What the task requires.
Only an exact copy of every record counts as an answer.

---------------

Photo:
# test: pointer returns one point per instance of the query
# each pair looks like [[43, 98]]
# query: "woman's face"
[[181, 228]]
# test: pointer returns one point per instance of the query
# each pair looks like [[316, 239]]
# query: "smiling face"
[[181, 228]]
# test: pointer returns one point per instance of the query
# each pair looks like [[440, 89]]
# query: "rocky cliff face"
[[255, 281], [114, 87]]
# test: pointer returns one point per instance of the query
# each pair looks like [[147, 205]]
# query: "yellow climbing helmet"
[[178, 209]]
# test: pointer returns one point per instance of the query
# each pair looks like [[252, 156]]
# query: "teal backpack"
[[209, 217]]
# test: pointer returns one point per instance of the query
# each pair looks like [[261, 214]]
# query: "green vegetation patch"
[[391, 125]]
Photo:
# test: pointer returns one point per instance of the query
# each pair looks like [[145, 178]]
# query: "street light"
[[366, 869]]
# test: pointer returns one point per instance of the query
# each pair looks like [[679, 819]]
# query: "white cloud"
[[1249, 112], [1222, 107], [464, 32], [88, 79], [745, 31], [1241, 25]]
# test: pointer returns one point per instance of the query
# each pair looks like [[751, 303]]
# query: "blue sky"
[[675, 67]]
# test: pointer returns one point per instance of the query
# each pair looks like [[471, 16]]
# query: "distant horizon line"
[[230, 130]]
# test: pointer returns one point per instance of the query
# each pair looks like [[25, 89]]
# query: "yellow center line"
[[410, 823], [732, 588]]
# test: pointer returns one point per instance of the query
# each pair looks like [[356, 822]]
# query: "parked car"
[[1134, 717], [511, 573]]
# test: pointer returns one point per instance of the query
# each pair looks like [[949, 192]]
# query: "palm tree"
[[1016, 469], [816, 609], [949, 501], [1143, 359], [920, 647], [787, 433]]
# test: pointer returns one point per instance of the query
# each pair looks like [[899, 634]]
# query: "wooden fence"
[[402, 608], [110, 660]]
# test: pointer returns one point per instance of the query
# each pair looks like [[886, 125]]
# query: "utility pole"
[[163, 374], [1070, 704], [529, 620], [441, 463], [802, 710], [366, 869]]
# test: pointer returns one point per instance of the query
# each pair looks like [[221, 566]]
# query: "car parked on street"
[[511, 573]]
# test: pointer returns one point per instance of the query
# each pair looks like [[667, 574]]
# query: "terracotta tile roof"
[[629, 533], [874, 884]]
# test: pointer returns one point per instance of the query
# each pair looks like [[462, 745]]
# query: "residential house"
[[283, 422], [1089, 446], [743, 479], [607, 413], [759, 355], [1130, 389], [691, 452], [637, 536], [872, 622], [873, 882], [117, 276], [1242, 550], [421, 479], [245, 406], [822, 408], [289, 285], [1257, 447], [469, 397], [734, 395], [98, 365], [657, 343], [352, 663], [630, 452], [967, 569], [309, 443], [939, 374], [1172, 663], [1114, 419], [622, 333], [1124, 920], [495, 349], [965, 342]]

---------------

Result.
Photo:
# test: pointer returns one point per instance of the query
# each pair looks like [[43, 98]]
# query: "woman's face"
[[181, 228]]
# test: pointer returns one point per instance of the query
# each pair looks like [[316, 239]]
# query: "smiling face"
[[181, 228]]
# test: pointer returns one point per instance of the query
# each pair looks like [[440, 89]]
# query: "rocky cliff face"
[[255, 281], [114, 87]]
# test: pointer returns one point per instance of the query
# each pair looks like [[147, 205]]
# query: "yellow climbing helmet"
[[178, 209]]
# test: pointer returns one point per instance of the query
# each pair looks like [[252, 156]]
# query: "teal backpack"
[[209, 217]]
# test: pointer returns one point per instance of the query
# each pair looks like [[261, 214]]
# query: "green vegetation patch"
[[391, 125]]
Photo:
# test: pointer returns one point per instance of the query
# each pair looks like [[145, 178]]
# query: "street light"
[[366, 869]]
# test: pointer returns one point per instance of the query
# each pair looks like [[679, 819]]
# query: "white cloud"
[[1249, 112], [1222, 107], [464, 32], [88, 79], [745, 31], [1241, 25]]
# test: pointer returns one point per instance of the query
# each pair looks like [[751, 303]]
# query: "blue sky"
[[675, 67]]
# test: pointer returns one point per instance of the query
# each pair looks like [[471, 16]]
# query: "distant horizon line"
[[230, 130]]
# test: pointer returns one point per instance of the query
# each pair looks like [[25, 89]]
# query: "yellow center line"
[[410, 823], [732, 588]]
# test: pointer returns one point per instance of the query
# each pair looks like [[356, 822]]
# query: "parked car"
[[1134, 717], [511, 573]]
# test: pointer returns one point per instance of the query
# each pair looks like [[949, 192]]
# query: "palm tree"
[[1016, 469], [816, 609], [949, 501], [1143, 359], [920, 647], [787, 433]]
# test: pointer returns one point per instance of the query
# each pair looks like [[899, 634]]
# query: "wooden fence"
[[402, 608], [110, 660]]
# test: pointer returns one point per instance of the query
# each pair looks like [[886, 125]]
# query: "utility pole"
[[163, 374], [1070, 704], [529, 620], [441, 463], [802, 710], [366, 869]]
# test: pointer returns one point per instance of the query
# each pair looks like [[221, 566]]
# query: "car parked on street"
[[511, 573]]
# test: pointer returns one point per instance of the query
# each pair looks like [[667, 574]]
# query: "terracotta tile roof"
[[629, 533], [874, 884]]
# test: pointer returns one point per instance of the query
# each pair looks like [[462, 745]]
# query: "residential house"
[[283, 422], [1089, 446], [743, 479], [607, 413], [759, 355], [1130, 389], [691, 452], [637, 536], [872, 622], [873, 882], [117, 276], [1242, 550], [421, 479], [245, 406], [822, 408], [289, 285], [1257, 447], [469, 397], [734, 395], [98, 365], [657, 343], [352, 663], [630, 452], [967, 569], [309, 443], [939, 374], [1172, 663], [1114, 419], [622, 333], [1124, 920], [495, 349], [965, 342]]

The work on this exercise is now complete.